*** Given records ***

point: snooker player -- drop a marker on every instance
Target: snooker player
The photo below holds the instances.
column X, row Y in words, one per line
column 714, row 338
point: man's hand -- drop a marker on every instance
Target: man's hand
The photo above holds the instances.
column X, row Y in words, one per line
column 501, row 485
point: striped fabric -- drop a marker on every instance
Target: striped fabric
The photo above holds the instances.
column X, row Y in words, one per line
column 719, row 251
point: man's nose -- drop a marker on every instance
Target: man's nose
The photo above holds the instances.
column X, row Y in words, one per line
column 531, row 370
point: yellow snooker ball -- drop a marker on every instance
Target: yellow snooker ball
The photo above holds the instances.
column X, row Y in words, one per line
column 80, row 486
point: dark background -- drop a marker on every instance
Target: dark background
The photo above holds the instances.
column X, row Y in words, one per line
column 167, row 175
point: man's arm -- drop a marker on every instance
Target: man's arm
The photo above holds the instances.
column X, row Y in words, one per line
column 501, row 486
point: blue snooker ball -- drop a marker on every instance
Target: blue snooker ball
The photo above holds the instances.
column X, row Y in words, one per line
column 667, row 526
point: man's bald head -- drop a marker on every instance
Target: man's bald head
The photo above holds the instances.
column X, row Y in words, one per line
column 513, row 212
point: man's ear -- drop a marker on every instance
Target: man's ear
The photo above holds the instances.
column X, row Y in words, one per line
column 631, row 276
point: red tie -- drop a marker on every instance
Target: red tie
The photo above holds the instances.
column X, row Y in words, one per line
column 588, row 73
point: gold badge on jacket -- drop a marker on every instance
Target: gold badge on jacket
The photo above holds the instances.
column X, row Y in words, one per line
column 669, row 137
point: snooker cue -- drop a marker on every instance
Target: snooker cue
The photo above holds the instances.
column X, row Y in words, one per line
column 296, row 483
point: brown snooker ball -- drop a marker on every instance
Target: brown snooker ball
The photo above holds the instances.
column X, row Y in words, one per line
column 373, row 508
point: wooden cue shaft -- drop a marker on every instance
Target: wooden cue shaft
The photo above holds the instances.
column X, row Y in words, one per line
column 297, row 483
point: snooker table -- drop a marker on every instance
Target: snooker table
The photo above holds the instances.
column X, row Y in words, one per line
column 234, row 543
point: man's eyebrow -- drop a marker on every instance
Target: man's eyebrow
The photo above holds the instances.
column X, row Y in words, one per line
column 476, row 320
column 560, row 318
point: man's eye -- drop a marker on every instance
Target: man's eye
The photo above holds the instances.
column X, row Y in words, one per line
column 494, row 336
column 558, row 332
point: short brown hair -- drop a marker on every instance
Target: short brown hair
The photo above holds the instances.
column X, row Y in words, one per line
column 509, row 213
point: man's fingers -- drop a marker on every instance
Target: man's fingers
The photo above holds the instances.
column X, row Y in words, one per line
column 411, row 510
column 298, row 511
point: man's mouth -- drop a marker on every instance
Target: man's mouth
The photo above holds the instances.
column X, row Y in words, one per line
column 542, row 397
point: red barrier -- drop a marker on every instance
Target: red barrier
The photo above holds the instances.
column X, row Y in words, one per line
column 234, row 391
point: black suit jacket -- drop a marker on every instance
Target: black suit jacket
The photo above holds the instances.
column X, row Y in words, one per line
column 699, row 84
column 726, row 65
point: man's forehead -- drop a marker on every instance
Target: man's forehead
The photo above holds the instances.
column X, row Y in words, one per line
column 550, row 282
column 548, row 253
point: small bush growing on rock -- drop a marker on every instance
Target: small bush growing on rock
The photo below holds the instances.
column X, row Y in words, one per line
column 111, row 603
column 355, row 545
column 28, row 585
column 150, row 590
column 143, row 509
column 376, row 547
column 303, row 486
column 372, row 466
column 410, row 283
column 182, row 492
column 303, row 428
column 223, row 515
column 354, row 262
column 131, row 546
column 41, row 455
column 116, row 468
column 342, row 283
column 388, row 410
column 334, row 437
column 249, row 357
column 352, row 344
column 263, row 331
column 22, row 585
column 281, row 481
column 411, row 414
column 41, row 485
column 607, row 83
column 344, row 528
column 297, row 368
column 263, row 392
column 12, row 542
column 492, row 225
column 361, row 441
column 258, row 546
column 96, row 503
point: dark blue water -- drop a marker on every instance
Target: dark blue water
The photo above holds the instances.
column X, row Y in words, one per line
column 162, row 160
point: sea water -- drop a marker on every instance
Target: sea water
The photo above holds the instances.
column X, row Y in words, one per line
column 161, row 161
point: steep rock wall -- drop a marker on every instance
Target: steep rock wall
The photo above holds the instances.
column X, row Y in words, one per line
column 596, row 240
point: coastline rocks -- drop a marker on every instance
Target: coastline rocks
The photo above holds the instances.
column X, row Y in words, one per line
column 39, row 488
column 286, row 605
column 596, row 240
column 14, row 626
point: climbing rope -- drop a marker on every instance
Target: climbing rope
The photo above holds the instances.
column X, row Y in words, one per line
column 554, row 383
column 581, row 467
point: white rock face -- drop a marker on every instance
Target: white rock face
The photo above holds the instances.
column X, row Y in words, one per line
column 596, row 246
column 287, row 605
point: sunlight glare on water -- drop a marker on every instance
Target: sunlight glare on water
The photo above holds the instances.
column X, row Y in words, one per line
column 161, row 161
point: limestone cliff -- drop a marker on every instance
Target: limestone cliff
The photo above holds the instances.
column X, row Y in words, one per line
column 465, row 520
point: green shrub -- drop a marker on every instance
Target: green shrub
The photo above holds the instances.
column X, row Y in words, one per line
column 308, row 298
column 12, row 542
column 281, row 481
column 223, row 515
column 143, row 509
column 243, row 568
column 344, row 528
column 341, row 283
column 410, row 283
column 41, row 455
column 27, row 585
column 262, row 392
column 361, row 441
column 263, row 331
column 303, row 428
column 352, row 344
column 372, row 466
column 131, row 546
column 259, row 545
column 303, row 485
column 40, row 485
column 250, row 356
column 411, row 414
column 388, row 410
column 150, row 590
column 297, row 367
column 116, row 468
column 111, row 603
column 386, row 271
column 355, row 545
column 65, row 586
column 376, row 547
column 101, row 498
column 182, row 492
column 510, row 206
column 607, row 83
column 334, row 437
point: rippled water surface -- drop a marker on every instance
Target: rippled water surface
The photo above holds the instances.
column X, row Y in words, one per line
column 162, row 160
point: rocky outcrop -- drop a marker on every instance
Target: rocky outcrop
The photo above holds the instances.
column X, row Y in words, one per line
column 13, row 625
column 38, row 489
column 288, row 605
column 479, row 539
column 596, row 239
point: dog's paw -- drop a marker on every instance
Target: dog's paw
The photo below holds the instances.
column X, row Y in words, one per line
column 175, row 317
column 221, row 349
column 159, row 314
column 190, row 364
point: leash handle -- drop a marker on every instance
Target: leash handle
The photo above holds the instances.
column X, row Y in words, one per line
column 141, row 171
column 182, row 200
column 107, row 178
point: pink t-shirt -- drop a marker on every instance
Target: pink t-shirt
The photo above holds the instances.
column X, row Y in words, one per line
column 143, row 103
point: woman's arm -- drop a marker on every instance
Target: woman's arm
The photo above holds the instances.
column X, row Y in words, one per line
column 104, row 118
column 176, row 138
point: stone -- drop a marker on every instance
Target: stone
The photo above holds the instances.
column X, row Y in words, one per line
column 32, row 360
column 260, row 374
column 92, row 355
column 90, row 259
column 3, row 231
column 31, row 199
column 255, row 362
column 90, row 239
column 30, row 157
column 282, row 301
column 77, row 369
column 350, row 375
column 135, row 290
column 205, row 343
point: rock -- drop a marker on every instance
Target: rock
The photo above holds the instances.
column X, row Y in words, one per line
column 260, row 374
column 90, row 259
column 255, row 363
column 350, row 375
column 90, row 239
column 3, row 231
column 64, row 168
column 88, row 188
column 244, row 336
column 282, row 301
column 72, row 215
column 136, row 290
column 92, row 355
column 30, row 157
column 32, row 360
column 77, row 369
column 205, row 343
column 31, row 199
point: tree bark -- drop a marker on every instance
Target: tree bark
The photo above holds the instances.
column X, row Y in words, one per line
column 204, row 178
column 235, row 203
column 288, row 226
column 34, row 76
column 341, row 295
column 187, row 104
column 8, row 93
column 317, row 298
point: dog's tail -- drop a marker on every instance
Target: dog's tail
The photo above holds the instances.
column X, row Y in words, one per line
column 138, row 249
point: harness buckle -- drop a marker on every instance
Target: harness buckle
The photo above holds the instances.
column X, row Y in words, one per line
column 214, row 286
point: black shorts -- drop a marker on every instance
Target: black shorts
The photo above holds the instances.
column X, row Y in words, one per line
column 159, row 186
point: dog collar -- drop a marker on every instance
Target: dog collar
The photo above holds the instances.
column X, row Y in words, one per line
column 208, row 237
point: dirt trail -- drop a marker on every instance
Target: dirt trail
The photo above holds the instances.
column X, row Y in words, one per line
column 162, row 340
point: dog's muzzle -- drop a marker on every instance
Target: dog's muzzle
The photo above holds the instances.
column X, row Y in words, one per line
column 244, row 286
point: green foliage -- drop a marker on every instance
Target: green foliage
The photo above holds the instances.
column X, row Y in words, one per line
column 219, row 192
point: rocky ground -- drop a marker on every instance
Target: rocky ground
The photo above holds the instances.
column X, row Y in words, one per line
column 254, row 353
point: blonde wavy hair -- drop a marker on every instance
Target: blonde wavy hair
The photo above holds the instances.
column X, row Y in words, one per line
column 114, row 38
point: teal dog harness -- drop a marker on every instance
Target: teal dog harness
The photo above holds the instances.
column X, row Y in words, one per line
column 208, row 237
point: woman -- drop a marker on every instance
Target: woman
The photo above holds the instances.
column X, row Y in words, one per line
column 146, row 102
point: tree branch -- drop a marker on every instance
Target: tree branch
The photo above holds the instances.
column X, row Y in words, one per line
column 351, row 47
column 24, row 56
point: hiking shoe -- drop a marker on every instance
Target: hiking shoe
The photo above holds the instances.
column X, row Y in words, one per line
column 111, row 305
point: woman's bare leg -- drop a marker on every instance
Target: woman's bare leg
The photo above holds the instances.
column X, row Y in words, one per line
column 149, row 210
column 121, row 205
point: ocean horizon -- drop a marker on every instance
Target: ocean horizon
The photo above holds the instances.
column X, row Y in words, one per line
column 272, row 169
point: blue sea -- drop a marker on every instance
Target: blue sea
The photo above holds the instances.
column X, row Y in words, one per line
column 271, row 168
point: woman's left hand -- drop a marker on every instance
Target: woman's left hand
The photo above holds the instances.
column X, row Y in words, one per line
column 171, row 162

*** End of Given records ***

* _Directions_
Return each line of the material in which the string "ocean" can be found.

* _Task answer_
point: ocean horizon -- drop a marker on every instance
Target: ocean horizon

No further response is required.